| Problem statement |
Please return every line below that contains the string "hairy".
--- START ---
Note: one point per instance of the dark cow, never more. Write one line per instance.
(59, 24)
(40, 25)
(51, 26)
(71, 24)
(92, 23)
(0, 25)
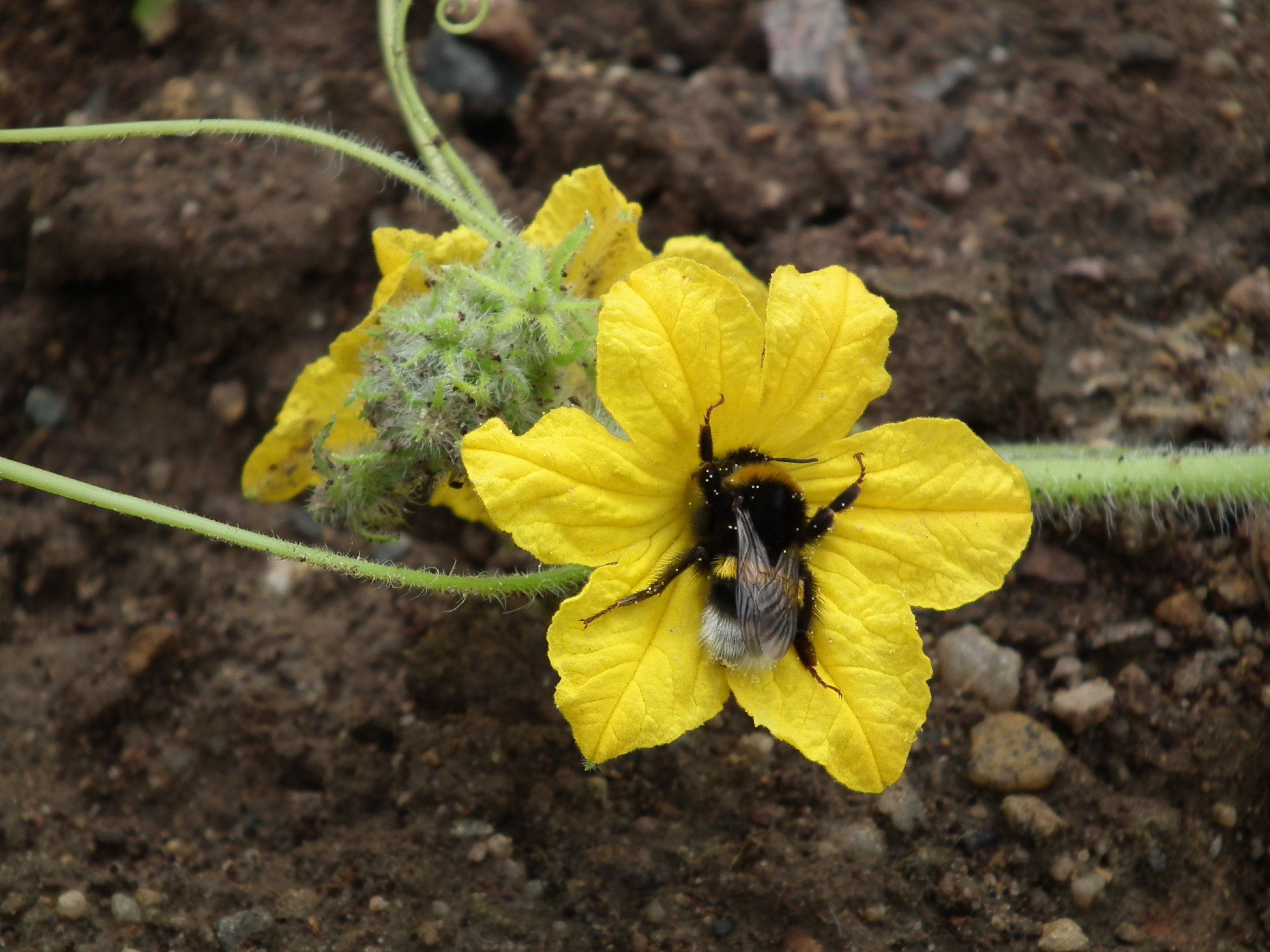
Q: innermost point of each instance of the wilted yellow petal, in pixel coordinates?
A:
(674, 338)
(868, 647)
(714, 255)
(572, 493)
(827, 343)
(281, 466)
(462, 501)
(637, 677)
(613, 249)
(942, 517)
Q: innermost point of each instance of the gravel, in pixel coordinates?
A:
(972, 662)
(1031, 816)
(1084, 706)
(1012, 753)
(73, 907)
(1062, 936)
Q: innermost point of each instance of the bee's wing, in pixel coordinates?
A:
(766, 593)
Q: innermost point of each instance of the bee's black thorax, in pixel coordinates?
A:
(751, 480)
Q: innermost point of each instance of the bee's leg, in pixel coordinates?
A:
(803, 645)
(705, 442)
(694, 557)
(822, 521)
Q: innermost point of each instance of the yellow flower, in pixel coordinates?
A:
(283, 465)
(939, 520)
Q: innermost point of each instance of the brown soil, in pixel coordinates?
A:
(309, 750)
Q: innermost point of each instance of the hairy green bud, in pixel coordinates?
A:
(504, 340)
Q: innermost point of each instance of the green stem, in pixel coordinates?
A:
(415, 115)
(435, 150)
(1075, 477)
(491, 227)
(540, 583)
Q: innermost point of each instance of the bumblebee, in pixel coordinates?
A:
(751, 534)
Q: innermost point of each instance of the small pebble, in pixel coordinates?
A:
(125, 909)
(1031, 816)
(1064, 869)
(902, 807)
(534, 890)
(471, 830)
(1066, 670)
(228, 402)
(1235, 590)
(1051, 563)
(149, 901)
(951, 78)
(863, 842)
(1225, 816)
(1250, 298)
(1084, 706)
(957, 185)
(1062, 936)
(429, 934)
(1220, 64)
(655, 912)
(812, 50)
(243, 929)
(1230, 111)
(72, 906)
(874, 913)
(1203, 671)
(512, 871)
(948, 144)
(972, 662)
(802, 942)
(46, 408)
(1168, 219)
(756, 747)
(1088, 889)
(500, 846)
(1012, 753)
(1092, 270)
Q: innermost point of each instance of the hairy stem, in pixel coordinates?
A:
(491, 227)
(1074, 477)
(540, 583)
(438, 154)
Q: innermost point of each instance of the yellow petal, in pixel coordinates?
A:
(940, 517)
(637, 677)
(283, 466)
(716, 256)
(572, 493)
(406, 257)
(674, 338)
(613, 251)
(868, 647)
(462, 501)
(827, 342)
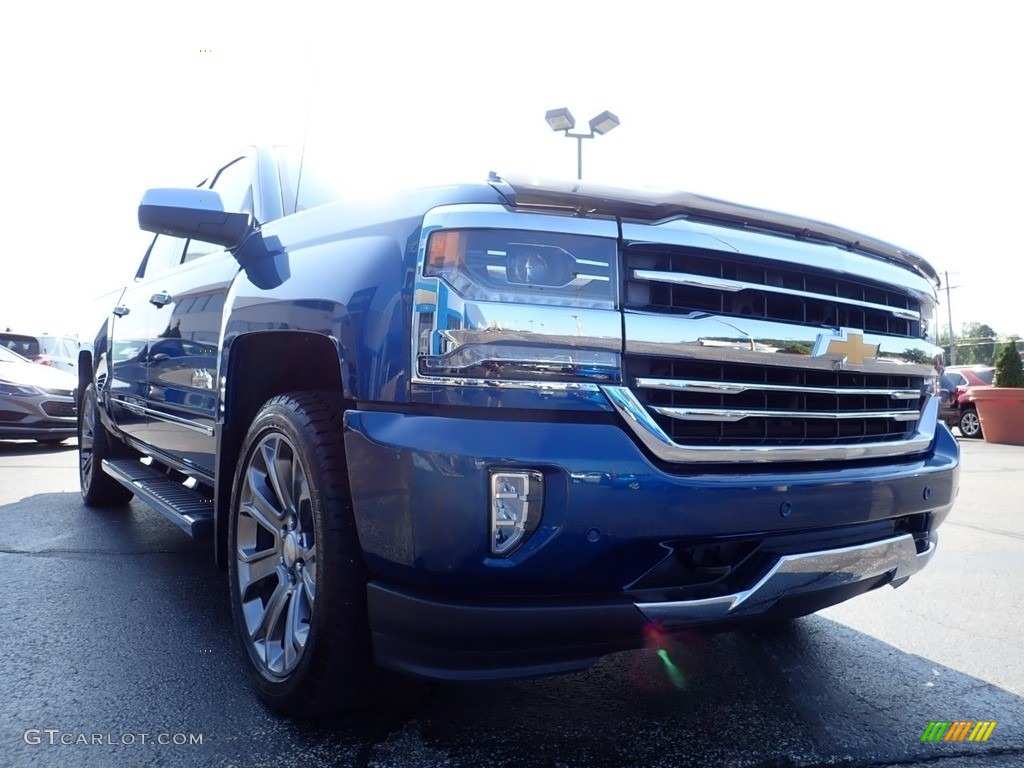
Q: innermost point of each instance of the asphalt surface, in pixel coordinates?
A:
(117, 649)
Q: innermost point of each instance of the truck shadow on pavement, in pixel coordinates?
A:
(115, 623)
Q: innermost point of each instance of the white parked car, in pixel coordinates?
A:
(56, 351)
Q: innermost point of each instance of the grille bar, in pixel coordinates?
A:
(729, 387)
(704, 414)
(734, 286)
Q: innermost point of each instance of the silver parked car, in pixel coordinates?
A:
(36, 402)
(56, 351)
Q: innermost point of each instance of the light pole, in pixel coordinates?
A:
(562, 120)
(949, 308)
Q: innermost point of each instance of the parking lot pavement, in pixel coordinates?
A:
(115, 628)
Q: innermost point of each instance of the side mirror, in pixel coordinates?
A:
(193, 213)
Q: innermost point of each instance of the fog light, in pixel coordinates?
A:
(516, 499)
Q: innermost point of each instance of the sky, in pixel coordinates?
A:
(899, 120)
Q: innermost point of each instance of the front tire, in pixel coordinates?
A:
(297, 578)
(970, 424)
(94, 444)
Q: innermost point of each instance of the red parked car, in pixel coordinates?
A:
(957, 409)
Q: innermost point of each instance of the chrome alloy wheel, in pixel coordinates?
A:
(276, 555)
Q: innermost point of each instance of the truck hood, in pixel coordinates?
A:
(656, 206)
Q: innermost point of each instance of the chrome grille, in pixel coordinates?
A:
(712, 403)
(59, 409)
(663, 279)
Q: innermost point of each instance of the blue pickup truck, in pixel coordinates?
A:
(502, 429)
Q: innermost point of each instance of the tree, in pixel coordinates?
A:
(976, 345)
(1009, 369)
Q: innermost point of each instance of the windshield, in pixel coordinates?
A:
(27, 346)
(312, 189)
(8, 356)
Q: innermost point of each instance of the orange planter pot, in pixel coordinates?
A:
(1001, 414)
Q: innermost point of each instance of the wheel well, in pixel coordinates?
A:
(259, 367)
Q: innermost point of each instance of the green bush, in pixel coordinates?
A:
(1009, 369)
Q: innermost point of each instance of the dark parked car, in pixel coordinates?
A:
(36, 402)
(957, 408)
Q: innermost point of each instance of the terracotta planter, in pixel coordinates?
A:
(1001, 414)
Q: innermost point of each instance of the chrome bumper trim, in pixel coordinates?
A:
--- END ---
| Finished task |
Q: innermost point of each instance of the hairy green bud, in pixel coordinates?
Q: innermost point of each instance of the hairy stem, in pixel coordinates?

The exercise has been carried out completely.